== Estratto della fonte

1. Col primo motivo l’Agenzia delle Entrate censura la sentenza impugnata per violazione e falsa applicazione (art. 360 c.p.c., comma 1, n. 3) del D.P.R. n. 600 del 1973, art. 36-bis, comma 3, e della L. n. 212 del 2000, art. 6, comma 5, per avere la Commissione Tributaria Regionale condizionato la validità dell’iscrizione a ruolo e del recupero del credito tributario all’invio al contribuente di un avviso bonario o di un invito al contraddittorio, atti ritenuti superflui in caso di omesso versamento delle imposte indicate nelle dichiarazioni fiscali dallo stesso contribuente.

2. Il motivo è fondato.

Sul punto va ribadito il principio più volte espresso da questa Suprema Corte secondo cui, in materia di riscossione, ai sensi del D.P.R. n. 600 del 1973, art. 36-bis, e del D.P.R. n. 633 del 1972, art. 54-bis, l’invio al contribuente della comunicazione di irregolarità, al fine di evitare la reiterazione di errori e di consentire la regolarizzazione degli aspetti formali, è dovuto solo ove dai controlli automatici emerga un risultato diverso rispetto a quello indicato nella dichiarazione ovvero un’imposta o una maggiore imposta e, comunque, la sua omissione determina una mera irregolarità.

Il D.P.R. n. 600 del 1973, art. 36-bis, comma 3, dunque, va interpretato nel senso che solo per il caso in cui il controllo automatico della dichiarazione riveli “un risultato diverso rispetto a quello indicato nella dichiarazione”, ossia un errore del contribuente, v’è la necessità dell’avviso bonario, non anche per il diverso caso dell’omesso o tardivo versamento, nel quale il riscontro di irregolarità non investe “incertezze su aspetti rilevanti della dichiarazione”, come appunto richiesto dalla L. n. 212 del 2000, art. 6, comma 5, in quanto i dati contabili utilizzati dall’Amministrazione finanziaria si considerano a tutti gli effetti come dichiarati dal contribuente (art. 54-bis) o dal sostituto d’imposta (art. 36-bis, comma 4, e art. 54-bis), per cui risulterebbe del tutto inutile dare comunicazione al dichiarante su quanto dal medesimo allegato (da ultimo, ex multis, Cass., Sez. 5, Sentenza n. 29309 del 14/11/2018).

====

**Consegna a:** Trascrivi senza alcuna modifica le righe successive all'estratto, dalla riga che contiene "point: the white sock in this photo" fino all'ultima riga, entrambe incluse.

== Righe salvate

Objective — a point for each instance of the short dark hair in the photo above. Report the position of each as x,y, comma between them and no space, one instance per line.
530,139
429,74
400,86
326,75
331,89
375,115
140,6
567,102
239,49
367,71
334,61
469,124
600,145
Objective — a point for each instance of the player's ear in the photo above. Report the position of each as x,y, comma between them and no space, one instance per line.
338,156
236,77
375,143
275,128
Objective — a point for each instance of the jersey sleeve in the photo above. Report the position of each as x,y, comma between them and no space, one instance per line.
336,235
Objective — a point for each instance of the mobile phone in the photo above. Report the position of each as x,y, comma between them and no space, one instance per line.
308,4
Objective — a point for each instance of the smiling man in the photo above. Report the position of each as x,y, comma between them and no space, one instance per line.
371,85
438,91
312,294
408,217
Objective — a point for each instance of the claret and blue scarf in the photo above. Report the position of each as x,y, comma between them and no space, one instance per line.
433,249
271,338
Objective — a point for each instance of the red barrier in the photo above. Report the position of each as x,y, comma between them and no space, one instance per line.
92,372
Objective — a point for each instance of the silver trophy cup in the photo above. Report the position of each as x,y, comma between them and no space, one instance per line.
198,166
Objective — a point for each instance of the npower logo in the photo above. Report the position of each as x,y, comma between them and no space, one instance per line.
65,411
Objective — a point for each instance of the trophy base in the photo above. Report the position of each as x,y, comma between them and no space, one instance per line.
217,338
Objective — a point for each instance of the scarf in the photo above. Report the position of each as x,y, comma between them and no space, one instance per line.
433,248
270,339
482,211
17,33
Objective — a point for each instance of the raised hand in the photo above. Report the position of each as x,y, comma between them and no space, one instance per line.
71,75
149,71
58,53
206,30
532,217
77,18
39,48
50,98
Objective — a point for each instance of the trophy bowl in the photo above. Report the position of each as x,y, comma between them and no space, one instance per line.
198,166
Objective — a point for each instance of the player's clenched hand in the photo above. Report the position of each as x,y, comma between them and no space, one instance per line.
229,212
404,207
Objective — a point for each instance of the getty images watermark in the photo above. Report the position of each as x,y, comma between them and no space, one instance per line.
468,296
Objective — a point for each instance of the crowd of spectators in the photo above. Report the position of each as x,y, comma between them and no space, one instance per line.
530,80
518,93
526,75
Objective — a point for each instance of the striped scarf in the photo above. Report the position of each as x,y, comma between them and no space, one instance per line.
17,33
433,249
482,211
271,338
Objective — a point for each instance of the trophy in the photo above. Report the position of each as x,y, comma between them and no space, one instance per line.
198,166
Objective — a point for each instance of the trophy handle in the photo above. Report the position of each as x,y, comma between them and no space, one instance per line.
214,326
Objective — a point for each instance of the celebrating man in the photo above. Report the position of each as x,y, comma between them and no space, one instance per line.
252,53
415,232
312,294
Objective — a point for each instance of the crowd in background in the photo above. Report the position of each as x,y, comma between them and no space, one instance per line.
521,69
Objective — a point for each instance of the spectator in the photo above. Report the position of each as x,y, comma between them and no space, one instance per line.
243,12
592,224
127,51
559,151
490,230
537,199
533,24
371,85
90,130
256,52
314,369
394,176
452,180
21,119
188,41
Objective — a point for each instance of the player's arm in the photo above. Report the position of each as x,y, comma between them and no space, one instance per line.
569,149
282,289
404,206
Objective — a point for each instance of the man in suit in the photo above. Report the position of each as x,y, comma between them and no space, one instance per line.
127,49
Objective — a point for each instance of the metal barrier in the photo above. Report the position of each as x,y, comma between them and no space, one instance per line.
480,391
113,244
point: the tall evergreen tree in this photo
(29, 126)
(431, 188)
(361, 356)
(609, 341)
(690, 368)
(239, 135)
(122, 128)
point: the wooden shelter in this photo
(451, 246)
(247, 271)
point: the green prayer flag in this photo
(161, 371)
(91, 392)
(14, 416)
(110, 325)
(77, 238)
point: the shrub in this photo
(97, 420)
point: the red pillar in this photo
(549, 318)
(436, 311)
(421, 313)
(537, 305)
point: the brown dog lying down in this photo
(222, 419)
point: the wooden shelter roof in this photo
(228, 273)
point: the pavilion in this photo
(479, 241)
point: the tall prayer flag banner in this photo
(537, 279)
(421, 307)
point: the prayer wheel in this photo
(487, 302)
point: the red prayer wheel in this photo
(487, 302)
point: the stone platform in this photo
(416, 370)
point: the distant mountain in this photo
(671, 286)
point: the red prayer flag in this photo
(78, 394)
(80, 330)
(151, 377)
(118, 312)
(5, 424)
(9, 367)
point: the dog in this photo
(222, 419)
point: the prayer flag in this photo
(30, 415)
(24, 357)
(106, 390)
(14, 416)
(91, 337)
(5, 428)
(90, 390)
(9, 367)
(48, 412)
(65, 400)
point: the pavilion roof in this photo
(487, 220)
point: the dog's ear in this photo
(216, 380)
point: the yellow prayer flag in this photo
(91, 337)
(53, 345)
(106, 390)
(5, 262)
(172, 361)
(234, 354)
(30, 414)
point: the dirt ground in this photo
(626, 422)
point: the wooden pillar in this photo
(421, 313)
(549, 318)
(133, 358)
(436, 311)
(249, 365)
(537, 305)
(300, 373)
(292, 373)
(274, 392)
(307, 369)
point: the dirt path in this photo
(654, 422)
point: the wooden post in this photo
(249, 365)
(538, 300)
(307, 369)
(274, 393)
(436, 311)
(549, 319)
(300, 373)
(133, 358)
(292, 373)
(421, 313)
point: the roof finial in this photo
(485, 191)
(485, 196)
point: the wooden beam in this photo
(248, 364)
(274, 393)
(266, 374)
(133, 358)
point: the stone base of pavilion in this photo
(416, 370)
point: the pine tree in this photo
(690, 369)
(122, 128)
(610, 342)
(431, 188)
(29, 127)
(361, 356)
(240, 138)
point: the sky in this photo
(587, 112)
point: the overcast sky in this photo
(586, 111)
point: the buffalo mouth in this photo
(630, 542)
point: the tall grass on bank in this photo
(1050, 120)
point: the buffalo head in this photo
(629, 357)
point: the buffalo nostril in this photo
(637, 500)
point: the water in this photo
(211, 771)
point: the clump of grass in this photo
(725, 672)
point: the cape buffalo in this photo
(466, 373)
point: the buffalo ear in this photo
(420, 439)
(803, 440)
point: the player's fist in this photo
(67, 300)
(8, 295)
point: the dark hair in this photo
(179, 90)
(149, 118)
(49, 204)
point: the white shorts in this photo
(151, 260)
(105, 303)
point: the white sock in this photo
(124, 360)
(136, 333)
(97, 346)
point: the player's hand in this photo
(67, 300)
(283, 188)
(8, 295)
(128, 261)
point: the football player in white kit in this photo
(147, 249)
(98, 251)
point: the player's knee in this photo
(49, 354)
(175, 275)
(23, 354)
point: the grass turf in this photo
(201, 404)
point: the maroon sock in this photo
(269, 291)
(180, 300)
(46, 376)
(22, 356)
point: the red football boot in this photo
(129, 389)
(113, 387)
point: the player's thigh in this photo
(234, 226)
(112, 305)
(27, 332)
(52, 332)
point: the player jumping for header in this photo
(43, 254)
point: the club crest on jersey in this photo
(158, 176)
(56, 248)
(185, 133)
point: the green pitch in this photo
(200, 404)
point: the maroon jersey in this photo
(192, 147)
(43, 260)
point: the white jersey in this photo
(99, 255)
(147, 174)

====

**Consegna b:**
Rispondi alle seguenti domande sull'estratto relativo alla riscossione tributaria.
(i) Chi censura la sentenza impugnata con il primo motivo?
(ii) Come viene giudicato il primo motivo?
(iii) Che cosa determina, secondo l'estratto, l'omissione della comunicazione di irregolarità?

**Risposta completa a:**
point: the white sock in this photo
(124, 360)
(136, 333)
(97, 346)
point: the player's hand in this photo
(67, 300)
(283, 188)
(8, 295)
(128, 261)
point: the football player in white kit in this photo
(147, 249)
(98, 251)
point: the player's knee in this photo
(49, 354)
(175, 275)
(23, 354)
point: the grass turf in this photo
(201, 404)
point: the maroon sock in this photo
(269, 291)
(180, 300)
(46, 376)
(22, 356)
point: the red football boot in this photo
(129, 389)
(113, 387)
point: the player's thigh in this photo
(234, 226)
(112, 305)
(27, 332)
(52, 332)
point: the player jumping for header in this photo
(43, 254)
point: the club crest on jersey in this photo
(158, 176)
(56, 248)
(185, 133)
point: the green pitch in this photo
(200, 404)
point: the maroon jersey in this photo
(192, 147)
(43, 260)
point: the white jersey in this photo
(99, 255)
(147, 174)

**Risposta completa b:**
(i) L'Agenzia delle Entrate.
(ii) Fondato.
(iii) Una mera irregolarità.